Search term "pole": copy each line of the data containing it.

---------- Source data ----------

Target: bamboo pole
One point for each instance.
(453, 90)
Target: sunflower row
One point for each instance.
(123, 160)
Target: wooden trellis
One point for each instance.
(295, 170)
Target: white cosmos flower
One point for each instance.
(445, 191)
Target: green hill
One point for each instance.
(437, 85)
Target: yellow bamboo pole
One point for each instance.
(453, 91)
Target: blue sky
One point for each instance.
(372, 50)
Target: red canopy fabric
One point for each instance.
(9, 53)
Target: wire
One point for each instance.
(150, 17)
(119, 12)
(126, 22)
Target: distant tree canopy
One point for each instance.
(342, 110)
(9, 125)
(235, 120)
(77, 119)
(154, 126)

----------

- Expected answer
Target: bamboo pole
Target: yellow bamboo pole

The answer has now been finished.